* [Quoted passage]
****************************************

The Western train by monstrophonic wasn’t at Brickfair, although I wouldn’t have minded having a closer look at this diorama with my own two eyes.
The train itself is nicely done. Like most good dioramas this one seems to tell a story. Was the derailment an accident or was it caused by train robbers?
Review of 79109 Colby City Showdown.
Colby City Showdown is the medium sized-set from the new Lone Ranger line, which is releasing tomorrow in North America and spans seven sets–a very large release for a new IP. Colby City is a small western town play-set, and the location of a dramatic action montage, judging by the play features. $49.99 USD may seem like a lot for two buildings, but with 587 pieces, it comes in well below that vaunted 10 cents-per-piece ratio that fans like to talk about. In fact, even without considering this is a licensed set, (which traditionally cost more per-piece than non-licensed sets) this set is a remarkably good deal.
The box contains four numbered bags, two booklet instruction manuals, a sticker sheet, and a loose 8×16 tan plate. The bags were packed pretty tightly into the box, and I applaud LEGO for their attempts to save cardboard with new, smaller box sizes. However, this only serves to highlight the necessity of packing the stickers with a stiff piece of cardboard, because again mine were a little worse for the wear. Ultimately, though, I decided not to even apply the stickers in this set, because I didn’t see myself re-using those pieces in my own creations with the stickers applied.

****************************************

* [Location labeling records]
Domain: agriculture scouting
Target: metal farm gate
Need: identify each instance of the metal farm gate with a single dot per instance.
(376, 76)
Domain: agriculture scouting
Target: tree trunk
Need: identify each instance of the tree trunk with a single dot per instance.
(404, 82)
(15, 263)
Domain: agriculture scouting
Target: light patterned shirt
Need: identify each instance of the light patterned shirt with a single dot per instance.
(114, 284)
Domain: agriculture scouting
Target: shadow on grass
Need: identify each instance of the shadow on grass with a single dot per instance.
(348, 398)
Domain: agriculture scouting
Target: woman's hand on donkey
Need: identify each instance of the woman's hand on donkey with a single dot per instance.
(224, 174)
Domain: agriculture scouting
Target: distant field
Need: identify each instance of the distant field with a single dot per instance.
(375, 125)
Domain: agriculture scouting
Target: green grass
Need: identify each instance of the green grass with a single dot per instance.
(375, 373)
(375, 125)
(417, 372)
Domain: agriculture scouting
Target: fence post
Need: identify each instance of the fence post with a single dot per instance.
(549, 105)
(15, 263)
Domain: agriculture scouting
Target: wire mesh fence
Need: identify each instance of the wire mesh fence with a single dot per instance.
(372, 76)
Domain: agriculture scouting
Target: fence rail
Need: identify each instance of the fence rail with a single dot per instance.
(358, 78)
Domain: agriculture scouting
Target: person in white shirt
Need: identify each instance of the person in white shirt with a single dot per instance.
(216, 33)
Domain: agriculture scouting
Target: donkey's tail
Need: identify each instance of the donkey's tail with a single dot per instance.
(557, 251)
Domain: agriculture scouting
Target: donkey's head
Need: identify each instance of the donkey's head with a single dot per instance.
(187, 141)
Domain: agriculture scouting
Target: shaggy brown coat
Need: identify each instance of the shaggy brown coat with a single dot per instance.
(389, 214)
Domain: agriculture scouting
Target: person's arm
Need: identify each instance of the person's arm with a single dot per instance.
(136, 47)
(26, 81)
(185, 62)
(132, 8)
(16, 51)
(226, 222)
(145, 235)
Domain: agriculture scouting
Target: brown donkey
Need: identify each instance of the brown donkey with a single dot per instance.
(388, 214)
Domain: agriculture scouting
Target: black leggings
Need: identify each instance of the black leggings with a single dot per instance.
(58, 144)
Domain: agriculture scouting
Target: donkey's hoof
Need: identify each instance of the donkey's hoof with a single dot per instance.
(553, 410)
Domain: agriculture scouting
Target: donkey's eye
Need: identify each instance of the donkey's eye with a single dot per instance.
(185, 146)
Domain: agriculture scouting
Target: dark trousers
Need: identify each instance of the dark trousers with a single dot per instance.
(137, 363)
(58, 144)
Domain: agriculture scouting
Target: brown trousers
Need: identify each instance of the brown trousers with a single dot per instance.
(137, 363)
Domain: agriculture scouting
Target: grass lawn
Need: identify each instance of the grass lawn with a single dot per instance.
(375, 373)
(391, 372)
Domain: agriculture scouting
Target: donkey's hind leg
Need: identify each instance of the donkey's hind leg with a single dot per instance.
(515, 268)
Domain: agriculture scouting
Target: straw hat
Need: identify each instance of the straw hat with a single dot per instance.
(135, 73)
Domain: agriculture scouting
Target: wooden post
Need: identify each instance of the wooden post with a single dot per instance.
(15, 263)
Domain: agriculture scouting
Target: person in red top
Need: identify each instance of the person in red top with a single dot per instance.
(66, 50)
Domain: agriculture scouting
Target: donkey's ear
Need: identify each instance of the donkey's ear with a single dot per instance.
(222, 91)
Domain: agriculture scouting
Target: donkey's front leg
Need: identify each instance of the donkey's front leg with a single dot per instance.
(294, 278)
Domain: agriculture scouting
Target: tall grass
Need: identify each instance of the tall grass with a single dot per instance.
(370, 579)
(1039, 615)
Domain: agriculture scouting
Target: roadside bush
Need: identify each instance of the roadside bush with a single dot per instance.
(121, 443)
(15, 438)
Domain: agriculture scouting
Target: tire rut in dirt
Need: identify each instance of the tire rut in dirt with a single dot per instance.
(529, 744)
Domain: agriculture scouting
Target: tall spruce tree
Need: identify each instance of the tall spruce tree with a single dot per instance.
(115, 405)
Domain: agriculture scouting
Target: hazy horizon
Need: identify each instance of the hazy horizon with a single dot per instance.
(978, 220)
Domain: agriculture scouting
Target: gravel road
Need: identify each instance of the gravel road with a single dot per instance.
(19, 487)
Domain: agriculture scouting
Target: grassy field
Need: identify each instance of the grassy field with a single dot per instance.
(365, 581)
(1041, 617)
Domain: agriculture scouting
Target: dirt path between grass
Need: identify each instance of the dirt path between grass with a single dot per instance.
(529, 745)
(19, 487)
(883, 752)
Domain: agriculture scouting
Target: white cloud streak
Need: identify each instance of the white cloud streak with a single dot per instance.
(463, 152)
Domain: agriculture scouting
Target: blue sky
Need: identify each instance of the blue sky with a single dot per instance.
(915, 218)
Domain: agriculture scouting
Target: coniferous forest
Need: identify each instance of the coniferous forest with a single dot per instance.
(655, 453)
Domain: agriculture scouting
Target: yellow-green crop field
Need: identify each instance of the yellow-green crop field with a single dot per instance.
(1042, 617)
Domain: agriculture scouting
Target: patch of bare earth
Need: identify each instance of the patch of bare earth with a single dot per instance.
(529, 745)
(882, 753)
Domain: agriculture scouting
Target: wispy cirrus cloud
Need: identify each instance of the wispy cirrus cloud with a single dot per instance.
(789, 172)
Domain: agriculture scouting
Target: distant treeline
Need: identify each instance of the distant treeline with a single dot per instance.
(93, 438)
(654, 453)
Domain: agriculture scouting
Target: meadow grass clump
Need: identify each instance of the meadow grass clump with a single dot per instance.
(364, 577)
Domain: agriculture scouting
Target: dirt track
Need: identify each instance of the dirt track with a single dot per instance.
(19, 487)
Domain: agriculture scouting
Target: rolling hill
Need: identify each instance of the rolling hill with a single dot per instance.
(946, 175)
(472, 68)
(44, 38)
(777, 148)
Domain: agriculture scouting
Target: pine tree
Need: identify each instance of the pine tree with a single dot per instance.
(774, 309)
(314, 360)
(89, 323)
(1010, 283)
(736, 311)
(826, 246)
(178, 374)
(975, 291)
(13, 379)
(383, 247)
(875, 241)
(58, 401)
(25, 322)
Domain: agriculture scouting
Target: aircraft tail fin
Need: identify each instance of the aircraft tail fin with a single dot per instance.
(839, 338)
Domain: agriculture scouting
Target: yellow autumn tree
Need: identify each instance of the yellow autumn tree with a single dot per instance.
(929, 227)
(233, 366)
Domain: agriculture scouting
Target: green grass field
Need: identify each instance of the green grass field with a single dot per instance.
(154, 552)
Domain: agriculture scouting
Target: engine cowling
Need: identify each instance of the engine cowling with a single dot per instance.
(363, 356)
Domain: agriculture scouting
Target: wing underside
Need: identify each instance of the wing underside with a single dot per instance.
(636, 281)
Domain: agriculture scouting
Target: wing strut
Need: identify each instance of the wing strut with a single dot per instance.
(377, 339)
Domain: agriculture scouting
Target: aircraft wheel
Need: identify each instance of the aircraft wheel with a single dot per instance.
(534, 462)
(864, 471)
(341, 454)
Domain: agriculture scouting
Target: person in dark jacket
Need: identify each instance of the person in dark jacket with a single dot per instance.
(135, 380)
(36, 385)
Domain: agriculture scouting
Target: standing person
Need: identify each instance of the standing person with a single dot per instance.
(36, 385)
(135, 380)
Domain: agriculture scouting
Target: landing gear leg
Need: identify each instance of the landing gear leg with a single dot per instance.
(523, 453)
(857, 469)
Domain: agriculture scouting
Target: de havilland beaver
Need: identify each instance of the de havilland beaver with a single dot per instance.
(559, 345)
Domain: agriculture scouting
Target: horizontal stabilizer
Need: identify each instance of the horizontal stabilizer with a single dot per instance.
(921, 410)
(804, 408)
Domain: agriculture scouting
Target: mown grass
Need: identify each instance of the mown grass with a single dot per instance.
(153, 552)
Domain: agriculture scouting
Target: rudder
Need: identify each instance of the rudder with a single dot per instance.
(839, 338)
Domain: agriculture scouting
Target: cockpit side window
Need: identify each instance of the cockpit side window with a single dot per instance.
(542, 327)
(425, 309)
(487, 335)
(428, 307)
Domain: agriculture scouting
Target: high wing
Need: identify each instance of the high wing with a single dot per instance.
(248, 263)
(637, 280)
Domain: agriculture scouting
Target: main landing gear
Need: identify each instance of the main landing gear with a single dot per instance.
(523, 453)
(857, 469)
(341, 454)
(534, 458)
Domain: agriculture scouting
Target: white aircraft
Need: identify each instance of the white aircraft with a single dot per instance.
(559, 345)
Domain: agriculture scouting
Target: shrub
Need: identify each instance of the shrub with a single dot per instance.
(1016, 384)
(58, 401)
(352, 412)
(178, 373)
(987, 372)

****************************************

* [To do]
(a) From the LEGO set review above the rows, copy the part that opens with the words containing "Review of 79109" and closes with "remarkably good deal.".
(b) Turn the paragraph of the LEGO set review beginning "The box contains four numbered bags" into a short list that keeps its main facts.
(c) Pick up the Colby City Showdown review after its last sentence and keep writing it.

* [The answers]
(a)
Review of 79109 Colby City Showdown.
Colby City Showdown is the medium sized-set from the new Lone Ranger line, which is releasing tomorrow in North America and spans seven sets–a very large release for a new IP. Colby City is a small western town play-set, and the location of a dramatic action montage, judging by the play features. $49.99 USD may seem like a lot for two buildings, but with 587 pieces, it comes in well below that vaunted 10 cents-per-piece ratio that fans like to talk about. In fact, even without considering this is a licensed set, (which traditionally cost more per-piece than non-licensed sets) this set is a remarkably good deal.

(b)
- The box holds four numbered bags, two instruction booklets, a sticker sheet, and a loose 8×16 tan plate.
- The bags are packed tightly, and the reviewer praises LEGO's new, smaller boxes for saving cardboard.
- The stickers arrived somewhat damaged again, which shows they need a stiff cardboard backing.
- The reviewer chose not to apply the stickers so the pieces could be reused in their own creations.

(c)
The first two bags build the sheriff’s office, and Tonto, the Lone Ranger, the outlaw Frank, and a shrubbery. I remember my brother having the old Sheriff’s Lock-Up set from the mid-90’s Western theme, and I was pleased to find many of the same fun features in the new Colby City version. The break-apart jail cell was a bit disappointing to me, though. The Sheriff’s Lock-Up cell had a cool little feature where you could insert the dynamite (a printed 1×2 tile) into a crack, and it would pop the back of the cell wall off. The new jail cell has a similar feature, but it’s simply lever activated, and you just clip the dynamite (now a molded piece) to the side of the building. On the other hand, the pop-down facade on the roof with a hidden cannon was definitely something the old set didn’t have. I’m not too certain I’d trust a rickety old timber-and-adobe building as an artillery platform, but you have to admit it makes a cool ambush. Like most LEGO buildings, both the sheriff’s office and the bank are facades, open in the back to allow easy access to the interior for play. The sheriff’s office comes equipped with two small tables, a chair, and a rifle rack, that oddly also holds a pair of handcuffs. Oh well, it’s LEGO.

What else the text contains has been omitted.